_AIM OF THE EXERCISE_: Nothing left out, nothing added: return the full set of records.

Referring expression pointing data
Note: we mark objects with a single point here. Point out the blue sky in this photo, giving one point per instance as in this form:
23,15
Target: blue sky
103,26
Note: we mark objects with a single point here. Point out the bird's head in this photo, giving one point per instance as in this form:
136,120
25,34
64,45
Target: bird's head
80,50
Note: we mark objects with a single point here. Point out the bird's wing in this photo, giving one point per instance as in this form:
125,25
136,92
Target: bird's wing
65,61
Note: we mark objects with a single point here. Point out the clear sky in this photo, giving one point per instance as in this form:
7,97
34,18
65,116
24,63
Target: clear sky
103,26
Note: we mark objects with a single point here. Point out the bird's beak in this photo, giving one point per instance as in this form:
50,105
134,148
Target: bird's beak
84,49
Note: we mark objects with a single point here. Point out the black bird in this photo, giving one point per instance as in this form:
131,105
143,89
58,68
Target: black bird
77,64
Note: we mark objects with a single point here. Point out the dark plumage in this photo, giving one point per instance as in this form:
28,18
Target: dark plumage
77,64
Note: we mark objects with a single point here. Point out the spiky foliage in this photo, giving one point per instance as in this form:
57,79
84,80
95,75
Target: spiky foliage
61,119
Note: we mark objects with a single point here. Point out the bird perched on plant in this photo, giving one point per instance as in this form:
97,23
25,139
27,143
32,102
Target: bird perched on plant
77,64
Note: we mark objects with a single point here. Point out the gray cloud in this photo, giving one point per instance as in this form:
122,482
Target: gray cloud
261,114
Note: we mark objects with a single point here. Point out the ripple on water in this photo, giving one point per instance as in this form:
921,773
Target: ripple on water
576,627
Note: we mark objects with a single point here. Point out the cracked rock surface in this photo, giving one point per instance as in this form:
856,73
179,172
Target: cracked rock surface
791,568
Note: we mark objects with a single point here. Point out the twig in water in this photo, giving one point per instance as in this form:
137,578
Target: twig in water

_RESPONSE AREA_:
Note: we mark objects with a single point here. Point out the blue sky in this photo, giving one point per instance as in this form:
23,15
Target: blue sky
103,26
Note: we mark objects with a single point here. Point out the bird's head in this photo, giving one point per instance as in this form:
136,120
25,34
64,45
Target: bird's head
80,50
Note: we mark objects with a single point here. Point out the bird's wing in this photo, giving one point per instance as in this form:
125,25
136,92
Target: bird's wing
65,61
Note: we mark objects with a single point here. Point out the clear sky in this photo, giving one point per instance as in this form:
7,97
34,18
65,116
24,63
Target: clear sky
103,26
Note: we mark objects with a single point here. Point out the bird's beak in this photo, giving one point per instance as in this form:
50,105
134,148
Target: bird's beak
84,49
Note: we mark objects with a single point here. Point out the black bird in this photo, giving one point per instance as in this form:
131,105
143,89
58,68
Target: black bird
77,64
Note: we mark objects with a single point here. Point out the dark plumage in this photo, giving one point per instance as in this form:
28,18
Target: dark plumage
77,64
Note: we mark objects with a single point here. Point out the spiky foliage in this photo, giving one point per instance as in this form:
57,79
84,80
95,75
Target: spiky foliage
61,119
Note: we mark objects with a single point here. Point out the bird perched on plant in this photo, giving one point per instance as in this form:
97,23
25,139
27,143
32,102
Target: bird perched on plant
77,64
Note: we mark objects with a single point here. Point out the gray cloud in this photo, giving one point per instance as in this form:
122,482
Target: gray cloud
261,114
Note: we mark objects with a single point here. Point out the ripple on water in this photo, giving one point per instance as in this form:
921,773
Target: ripple on water
576,627
Note: we mark objects with a single point here. Point out the cracked rock surface in this photo, giving one point per instance as in this form:
856,73
179,172
Target: cracked rock surface
791,568
Note: we mark objects with a single point here. Point out the twig in water in this photo, giving one point per instance as in this form:
137,578
Target: twig in water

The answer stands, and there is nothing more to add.